Return, unchanged, the lines of the data below from the line containing "on the bicycle" through the end of the data, both ends included.

• Dataset entries:
┏━━
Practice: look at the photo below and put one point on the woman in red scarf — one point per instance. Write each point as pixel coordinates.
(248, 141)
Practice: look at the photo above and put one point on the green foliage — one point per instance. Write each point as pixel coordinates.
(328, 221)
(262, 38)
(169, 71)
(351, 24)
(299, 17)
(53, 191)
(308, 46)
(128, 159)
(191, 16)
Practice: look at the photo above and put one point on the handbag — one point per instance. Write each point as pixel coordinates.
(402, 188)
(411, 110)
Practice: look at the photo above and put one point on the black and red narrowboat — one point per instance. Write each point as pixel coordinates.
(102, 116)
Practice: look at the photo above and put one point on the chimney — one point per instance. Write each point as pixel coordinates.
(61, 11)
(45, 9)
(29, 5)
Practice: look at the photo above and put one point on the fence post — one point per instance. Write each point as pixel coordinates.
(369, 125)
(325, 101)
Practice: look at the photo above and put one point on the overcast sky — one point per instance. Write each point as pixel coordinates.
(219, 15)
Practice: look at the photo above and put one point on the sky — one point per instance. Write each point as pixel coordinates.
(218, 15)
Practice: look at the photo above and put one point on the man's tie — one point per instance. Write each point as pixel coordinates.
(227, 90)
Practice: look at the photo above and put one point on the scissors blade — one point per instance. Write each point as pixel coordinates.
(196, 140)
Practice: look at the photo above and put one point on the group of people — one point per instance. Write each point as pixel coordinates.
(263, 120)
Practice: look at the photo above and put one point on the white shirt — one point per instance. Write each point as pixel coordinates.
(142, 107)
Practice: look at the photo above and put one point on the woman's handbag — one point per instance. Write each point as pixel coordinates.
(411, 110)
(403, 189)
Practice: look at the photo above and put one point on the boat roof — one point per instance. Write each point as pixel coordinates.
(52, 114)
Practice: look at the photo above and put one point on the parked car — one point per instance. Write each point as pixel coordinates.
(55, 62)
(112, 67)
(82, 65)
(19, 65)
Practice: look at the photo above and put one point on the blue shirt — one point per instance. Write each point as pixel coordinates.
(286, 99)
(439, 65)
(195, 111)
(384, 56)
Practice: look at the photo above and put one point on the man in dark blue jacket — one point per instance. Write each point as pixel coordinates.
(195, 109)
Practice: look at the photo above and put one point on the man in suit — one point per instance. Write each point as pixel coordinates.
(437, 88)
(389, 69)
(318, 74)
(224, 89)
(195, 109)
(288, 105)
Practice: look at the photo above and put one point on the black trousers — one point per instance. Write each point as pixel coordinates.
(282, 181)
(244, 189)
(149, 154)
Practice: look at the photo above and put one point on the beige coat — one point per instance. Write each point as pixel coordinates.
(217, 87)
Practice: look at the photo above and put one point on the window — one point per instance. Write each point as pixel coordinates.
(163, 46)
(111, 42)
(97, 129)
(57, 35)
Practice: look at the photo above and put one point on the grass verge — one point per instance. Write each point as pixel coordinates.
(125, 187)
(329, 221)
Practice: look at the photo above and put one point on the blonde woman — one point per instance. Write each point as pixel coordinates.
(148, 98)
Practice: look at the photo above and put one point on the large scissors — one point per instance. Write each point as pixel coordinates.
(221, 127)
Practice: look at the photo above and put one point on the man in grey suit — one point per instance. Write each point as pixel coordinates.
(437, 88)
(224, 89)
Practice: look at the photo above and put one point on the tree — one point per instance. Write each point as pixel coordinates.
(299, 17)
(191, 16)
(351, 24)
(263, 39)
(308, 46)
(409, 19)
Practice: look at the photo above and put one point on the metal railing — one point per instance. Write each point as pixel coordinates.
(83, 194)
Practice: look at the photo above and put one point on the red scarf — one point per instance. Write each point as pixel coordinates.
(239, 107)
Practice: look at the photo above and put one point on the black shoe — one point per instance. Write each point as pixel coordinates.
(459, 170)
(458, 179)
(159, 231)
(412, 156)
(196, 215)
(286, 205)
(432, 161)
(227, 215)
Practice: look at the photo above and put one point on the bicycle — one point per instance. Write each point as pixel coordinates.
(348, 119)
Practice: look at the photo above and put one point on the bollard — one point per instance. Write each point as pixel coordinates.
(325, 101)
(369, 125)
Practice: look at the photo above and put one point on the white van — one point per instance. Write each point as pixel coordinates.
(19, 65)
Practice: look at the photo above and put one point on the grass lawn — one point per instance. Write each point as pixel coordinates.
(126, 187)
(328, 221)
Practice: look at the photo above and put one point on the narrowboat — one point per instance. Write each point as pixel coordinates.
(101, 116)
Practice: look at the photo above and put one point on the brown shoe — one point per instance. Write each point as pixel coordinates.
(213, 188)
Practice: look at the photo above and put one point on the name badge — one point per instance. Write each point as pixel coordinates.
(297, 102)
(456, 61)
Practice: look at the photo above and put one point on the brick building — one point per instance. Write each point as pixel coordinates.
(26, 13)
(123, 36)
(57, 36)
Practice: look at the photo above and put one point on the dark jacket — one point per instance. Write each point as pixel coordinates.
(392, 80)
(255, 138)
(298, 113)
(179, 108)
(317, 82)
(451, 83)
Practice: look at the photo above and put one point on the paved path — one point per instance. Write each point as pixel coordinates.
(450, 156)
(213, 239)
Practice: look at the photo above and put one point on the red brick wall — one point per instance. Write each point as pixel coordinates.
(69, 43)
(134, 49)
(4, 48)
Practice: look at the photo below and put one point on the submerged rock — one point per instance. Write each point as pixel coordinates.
┗━━
• ANSWER TO THE EXERCISE:
Practice: look at the photo above and put one point on the bicycle — one point per instance. Write each point as pixel coordinates.
(348, 119)
Practice: look at the photo above and put one point on the bollard — one point per instance. Write each point as pixel coordinates.
(325, 101)
(369, 125)
Practice: look at the photo above and put one point on the white van — one point per instance. Write each point as pixel coordinates.
(19, 65)
Practice: look at the photo above and put one point on the grass lawn — one point per instance. Write each point as pixel coordinates.
(126, 187)
(328, 221)
Practice: look at the photo above and put one point on the narrowboat — one point per instance. Write each point as pixel coordinates.
(101, 116)
Practice: look at the photo above and put one point on the brown shoe — one point per instance. Write each point as pixel coordinates.
(213, 188)
Practice: look at the photo above and put one point on the name badge — one point per instance. Write each point as pixel coordinates.
(297, 102)
(456, 61)
Practice: look at the photo above and put one point on the brick building — one point per instance. Write each point as pixel coordinates.
(26, 13)
(123, 36)
(57, 36)
Practice: look at the photo above and put one point on the dark jacket — one point per instance. Write each point as pixel coordinates.
(392, 80)
(255, 138)
(298, 113)
(179, 108)
(317, 82)
(451, 83)
Practice: look at the photo above and put one point on the paved path — one point per instance. Write each point as pixel coordinates.
(450, 156)
(213, 239)
Practice: look at the photo above and put one point on the red brick wall — one point per instance. Write each point as pixel coordinates.
(69, 43)
(134, 49)
(4, 48)
Practice: look at the photo below and put one point on the submerged rock — one point per instance. Write each point as pixel coordinates.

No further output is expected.